▸ **What to work on**: Please quote only the lines that start at the one with "Every instance of the tree trunk" and go on to the last line of the data, both ends kept.

▸ **Data provided**:
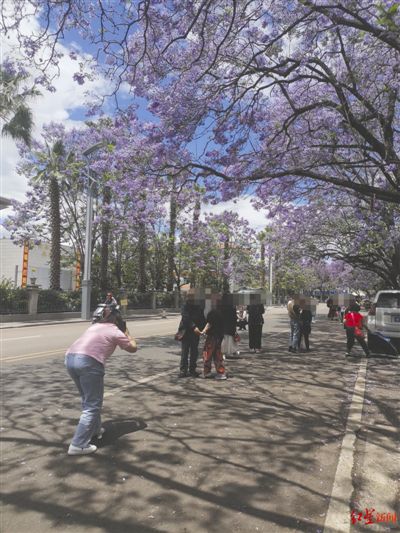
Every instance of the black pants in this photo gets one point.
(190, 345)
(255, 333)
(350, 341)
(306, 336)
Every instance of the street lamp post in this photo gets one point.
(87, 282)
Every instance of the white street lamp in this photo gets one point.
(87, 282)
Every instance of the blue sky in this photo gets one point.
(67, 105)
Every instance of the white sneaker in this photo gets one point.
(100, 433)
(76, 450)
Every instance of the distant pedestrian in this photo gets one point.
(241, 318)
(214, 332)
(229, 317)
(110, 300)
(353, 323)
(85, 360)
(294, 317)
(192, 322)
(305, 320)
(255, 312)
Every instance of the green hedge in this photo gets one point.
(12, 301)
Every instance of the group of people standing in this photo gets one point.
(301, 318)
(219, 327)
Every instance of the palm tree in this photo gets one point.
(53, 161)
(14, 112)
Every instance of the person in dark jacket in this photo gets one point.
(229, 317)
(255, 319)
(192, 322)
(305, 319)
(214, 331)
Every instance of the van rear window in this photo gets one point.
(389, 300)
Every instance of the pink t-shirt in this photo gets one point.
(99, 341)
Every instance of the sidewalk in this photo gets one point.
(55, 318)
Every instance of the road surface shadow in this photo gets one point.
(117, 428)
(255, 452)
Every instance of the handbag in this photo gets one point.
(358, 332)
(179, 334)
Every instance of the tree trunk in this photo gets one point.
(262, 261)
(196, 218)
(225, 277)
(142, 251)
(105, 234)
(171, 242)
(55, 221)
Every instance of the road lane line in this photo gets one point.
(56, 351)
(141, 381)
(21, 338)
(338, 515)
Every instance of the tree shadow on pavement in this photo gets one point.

▸ **Your response**:
Every instance of the tree trunk in this photo gets one point.
(262, 261)
(196, 218)
(225, 277)
(142, 251)
(105, 234)
(171, 242)
(55, 221)
Every instance of the road lane line in this photo gets one point.
(56, 351)
(141, 381)
(21, 338)
(338, 515)
Every instance of the tree shadow on pavement in this photo gets one point.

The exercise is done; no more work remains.